= DO THIS =
Write each line word for word, from the line that contains "Put a point on every instance of the white" through the last line of the material below.

= INPUT ROWS =

* begin *

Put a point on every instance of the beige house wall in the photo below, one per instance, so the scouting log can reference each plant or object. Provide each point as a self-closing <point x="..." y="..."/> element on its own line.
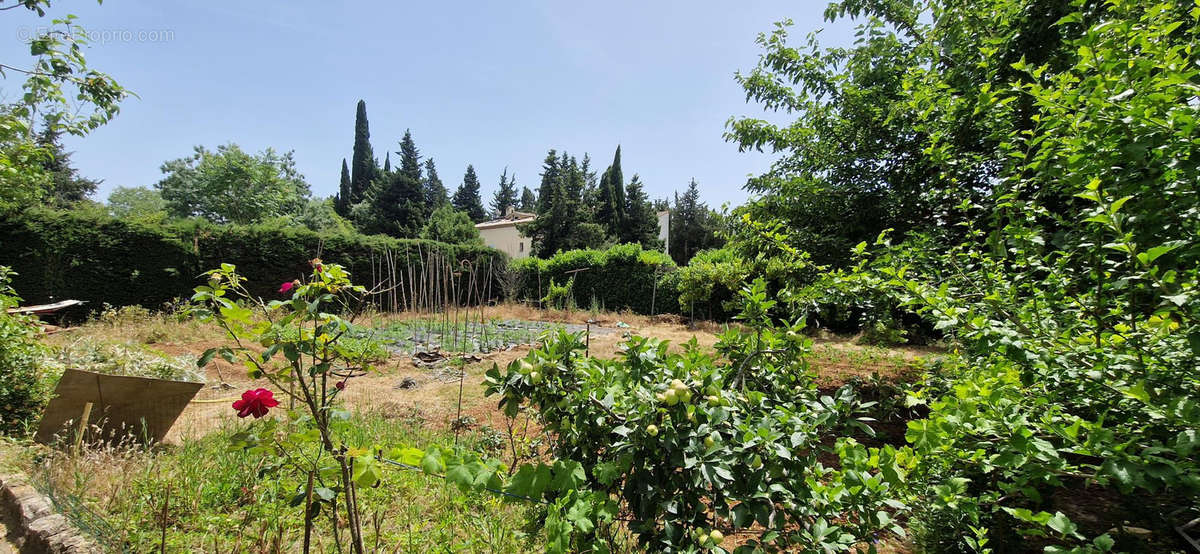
<point x="507" y="239"/>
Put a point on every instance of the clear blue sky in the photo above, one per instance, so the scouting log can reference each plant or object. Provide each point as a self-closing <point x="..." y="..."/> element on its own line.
<point x="486" y="83"/>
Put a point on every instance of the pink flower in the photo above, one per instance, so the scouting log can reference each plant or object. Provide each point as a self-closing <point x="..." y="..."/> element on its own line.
<point x="255" y="403"/>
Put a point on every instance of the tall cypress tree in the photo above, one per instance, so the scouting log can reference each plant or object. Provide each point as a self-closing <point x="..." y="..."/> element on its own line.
<point x="436" y="194"/>
<point x="342" y="200"/>
<point x="550" y="175"/>
<point x="505" y="196"/>
<point x="616" y="194"/>
<point x="409" y="157"/>
<point x="467" y="198"/>
<point x="397" y="205"/>
<point x="363" y="163"/>
<point x="528" y="202"/>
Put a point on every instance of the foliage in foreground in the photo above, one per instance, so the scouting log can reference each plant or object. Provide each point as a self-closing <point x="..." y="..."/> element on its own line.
<point x="119" y="494"/>
<point x="24" y="387"/>
<point x="1048" y="155"/>
<point x="693" y="446"/>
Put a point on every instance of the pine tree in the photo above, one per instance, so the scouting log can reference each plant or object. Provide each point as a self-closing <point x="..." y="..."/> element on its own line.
<point x="436" y="194"/>
<point x="505" y="196"/>
<point x="342" y="200"/>
<point x="363" y="166"/>
<point x="66" y="186"/>
<point x="467" y="198"/>
<point x="528" y="202"/>
<point x="641" y="223"/>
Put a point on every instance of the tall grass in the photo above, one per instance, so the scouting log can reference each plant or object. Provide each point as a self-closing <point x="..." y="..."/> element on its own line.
<point x="211" y="498"/>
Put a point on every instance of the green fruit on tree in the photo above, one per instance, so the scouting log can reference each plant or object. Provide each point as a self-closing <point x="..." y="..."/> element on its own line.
<point x="670" y="397"/>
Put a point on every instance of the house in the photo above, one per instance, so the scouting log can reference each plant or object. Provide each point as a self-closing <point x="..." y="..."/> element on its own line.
<point x="503" y="234"/>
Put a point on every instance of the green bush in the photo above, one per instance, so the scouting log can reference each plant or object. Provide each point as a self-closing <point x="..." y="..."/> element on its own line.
<point x="622" y="277"/>
<point x="24" y="386"/>
<point x="100" y="259"/>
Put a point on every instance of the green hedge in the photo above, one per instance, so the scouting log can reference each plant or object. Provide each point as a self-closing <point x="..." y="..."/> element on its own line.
<point x="65" y="254"/>
<point x="618" y="278"/>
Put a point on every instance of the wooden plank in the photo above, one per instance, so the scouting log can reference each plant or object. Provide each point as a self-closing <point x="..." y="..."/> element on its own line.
<point x="126" y="408"/>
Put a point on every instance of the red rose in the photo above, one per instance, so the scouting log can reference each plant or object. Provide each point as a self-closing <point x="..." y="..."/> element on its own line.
<point x="255" y="403"/>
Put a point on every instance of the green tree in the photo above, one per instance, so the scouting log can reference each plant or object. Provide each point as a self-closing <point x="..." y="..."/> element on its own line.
<point x="66" y="186"/>
<point x="397" y="205"/>
<point x="436" y="194"/>
<point x="694" y="226"/>
<point x="451" y="226"/>
<point x="550" y="179"/>
<point x="232" y="186"/>
<point x="611" y="211"/>
<point x="142" y="204"/>
<point x="641" y="221"/>
<point x="409" y="157"/>
<point x="505" y="194"/>
<point x="364" y="168"/>
<point x="528" y="200"/>
<point x="342" y="200"/>
<point x="467" y="198"/>
<point x="60" y="92"/>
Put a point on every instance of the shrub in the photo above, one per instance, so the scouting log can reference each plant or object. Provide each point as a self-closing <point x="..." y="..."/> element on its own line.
<point x="105" y="260"/>
<point x="622" y="277"/>
<point x="24" y="386"/>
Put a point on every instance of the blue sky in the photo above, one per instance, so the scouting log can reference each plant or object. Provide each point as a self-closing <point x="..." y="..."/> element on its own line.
<point x="493" y="84"/>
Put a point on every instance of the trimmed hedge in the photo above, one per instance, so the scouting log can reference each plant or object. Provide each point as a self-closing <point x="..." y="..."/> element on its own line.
<point x="624" y="276"/>
<point x="65" y="254"/>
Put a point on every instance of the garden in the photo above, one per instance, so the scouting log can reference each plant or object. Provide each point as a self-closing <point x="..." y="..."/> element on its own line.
<point x="958" y="313"/>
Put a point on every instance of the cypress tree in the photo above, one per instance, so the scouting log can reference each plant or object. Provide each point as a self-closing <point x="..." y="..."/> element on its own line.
<point x="467" y="197"/>
<point x="363" y="167"/>
<point x="615" y="194"/>
<point x="550" y="175"/>
<point x="342" y="200"/>
<point x="397" y="205"/>
<point x="528" y="202"/>
<point x="436" y="194"/>
<point x="505" y="196"/>
<point x="409" y="157"/>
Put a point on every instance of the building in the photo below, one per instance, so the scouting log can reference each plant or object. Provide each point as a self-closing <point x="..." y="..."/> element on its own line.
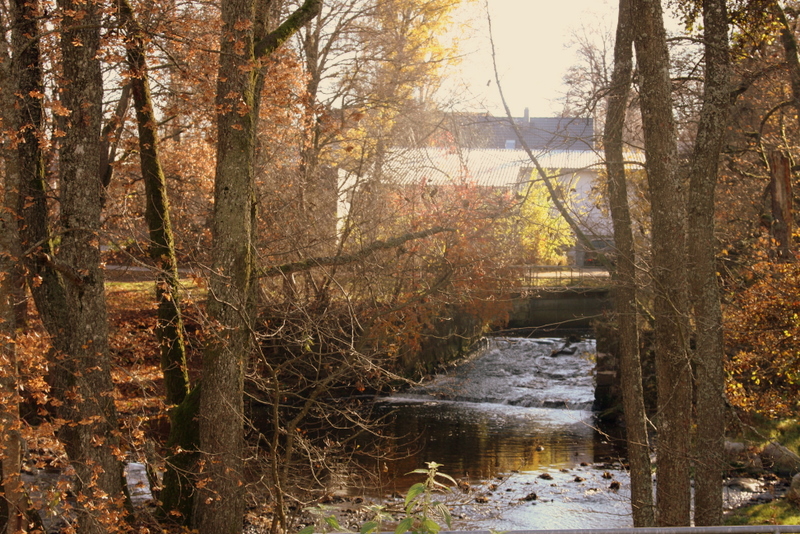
<point x="486" y="152"/>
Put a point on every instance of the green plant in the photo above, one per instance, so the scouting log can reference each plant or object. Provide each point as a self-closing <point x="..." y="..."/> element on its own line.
<point x="422" y="512"/>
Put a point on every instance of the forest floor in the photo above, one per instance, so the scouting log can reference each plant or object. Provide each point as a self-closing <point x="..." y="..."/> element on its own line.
<point x="143" y="415"/>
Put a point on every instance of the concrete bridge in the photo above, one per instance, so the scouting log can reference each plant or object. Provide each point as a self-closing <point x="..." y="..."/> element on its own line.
<point x="556" y="299"/>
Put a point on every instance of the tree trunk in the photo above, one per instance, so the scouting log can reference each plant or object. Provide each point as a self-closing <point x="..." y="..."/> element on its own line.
<point x="220" y="504"/>
<point x="169" y="327"/>
<point x="13" y="503"/>
<point x="709" y="352"/>
<point x="82" y="376"/>
<point x="625" y="276"/>
<point x="671" y="299"/>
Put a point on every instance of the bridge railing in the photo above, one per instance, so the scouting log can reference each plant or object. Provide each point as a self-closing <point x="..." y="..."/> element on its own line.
<point x="533" y="276"/>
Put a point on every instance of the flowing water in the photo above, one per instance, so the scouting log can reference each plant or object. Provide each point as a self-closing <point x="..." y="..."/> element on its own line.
<point x="514" y="425"/>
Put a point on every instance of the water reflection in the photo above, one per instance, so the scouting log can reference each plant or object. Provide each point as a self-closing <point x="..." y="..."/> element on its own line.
<point x="480" y="441"/>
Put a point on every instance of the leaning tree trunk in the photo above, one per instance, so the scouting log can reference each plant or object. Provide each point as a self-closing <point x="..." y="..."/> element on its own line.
<point x="82" y="375"/>
<point x="625" y="276"/>
<point x="220" y="504"/>
<point x="169" y="327"/>
<point x="671" y="299"/>
<point x="709" y="352"/>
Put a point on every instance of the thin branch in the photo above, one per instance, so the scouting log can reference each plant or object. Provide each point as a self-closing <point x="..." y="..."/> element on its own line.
<point x="306" y="265"/>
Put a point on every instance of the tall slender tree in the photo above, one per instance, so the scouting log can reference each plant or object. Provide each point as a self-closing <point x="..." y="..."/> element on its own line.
<point x="221" y="500"/>
<point x="708" y="356"/>
<point x="625" y="274"/>
<point x="669" y="215"/>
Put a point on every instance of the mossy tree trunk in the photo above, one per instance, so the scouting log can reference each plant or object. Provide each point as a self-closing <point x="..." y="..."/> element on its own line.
<point x="82" y="377"/>
<point x="169" y="328"/>
<point x="708" y="357"/>
<point x="671" y="296"/>
<point x="220" y="505"/>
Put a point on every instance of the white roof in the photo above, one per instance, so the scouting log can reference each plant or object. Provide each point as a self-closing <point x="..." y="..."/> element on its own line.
<point x="483" y="167"/>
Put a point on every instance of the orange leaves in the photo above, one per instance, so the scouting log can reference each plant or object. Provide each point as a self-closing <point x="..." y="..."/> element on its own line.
<point x="763" y="326"/>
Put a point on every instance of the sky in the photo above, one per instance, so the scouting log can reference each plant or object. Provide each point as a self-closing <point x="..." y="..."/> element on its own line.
<point x="533" y="48"/>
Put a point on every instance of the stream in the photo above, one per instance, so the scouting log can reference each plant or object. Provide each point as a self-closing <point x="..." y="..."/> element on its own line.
<point x="513" y="424"/>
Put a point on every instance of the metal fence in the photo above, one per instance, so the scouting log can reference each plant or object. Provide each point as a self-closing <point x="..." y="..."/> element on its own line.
<point x="748" y="529"/>
<point x="533" y="276"/>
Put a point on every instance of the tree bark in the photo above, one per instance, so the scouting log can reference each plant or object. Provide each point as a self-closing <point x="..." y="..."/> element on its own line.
<point x="625" y="276"/>
<point x="169" y="327"/>
<point x="13" y="504"/>
<point x="671" y="299"/>
<point x="81" y="374"/>
<point x="220" y="505"/>
<point x="708" y="356"/>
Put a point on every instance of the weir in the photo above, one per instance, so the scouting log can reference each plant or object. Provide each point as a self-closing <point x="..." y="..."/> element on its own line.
<point x="547" y="310"/>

* end *

= ANSWER FOR THIS EXERCISE =
Put a point on every instance of the white roof in the photo above, one per instance, so the scouting log can reference each plant or object. Provide each point as a self-closing <point x="..." y="..."/> element on its own line.
<point x="483" y="167"/>
Put a point on every instance of the orange leaves in the photo above, one per instance, so the scouting log can reference each plant or object. Provide each point as a self-closing <point x="..." y="..."/> element on its own line.
<point x="763" y="326"/>
Put a point on every instance of the sky in the photo above, one per instance, so the scouting log can reference each plant or object. Provide each point as a self-closing <point x="..." y="..."/> element on its own line.
<point x="533" y="48"/>
Put a point on every instance of the stream in the photo above, one per instance, so the scouting log can reference each plant or object. Provide each point as a self-closing <point x="..." y="..."/> element on its own line.
<point x="513" y="424"/>
Put a point on every instance of the metal fence in the photo above, one per instance, so the scouting log can reference each plant or object. Provide each point as a self-closing <point x="..." y="..."/> element on its own line.
<point x="748" y="529"/>
<point x="533" y="276"/>
Put a point on every instance of the tree bark in the photo above, one per instance, so the scouting log can reference each plant or object. Provide each point as a self-closing <point x="..." y="..."/> element on its own line.
<point x="625" y="276"/>
<point x="169" y="327"/>
<point x="13" y="504"/>
<point x="671" y="299"/>
<point x="81" y="374"/>
<point x="220" y="505"/>
<point x="708" y="356"/>
Put a point on every instance of the weir in the photo above, one per instance, so the scouting log can reference each plant or object. Provide each point as a self-closing <point x="..." y="..."/> element on its own line.
<point x="547" y="310"/>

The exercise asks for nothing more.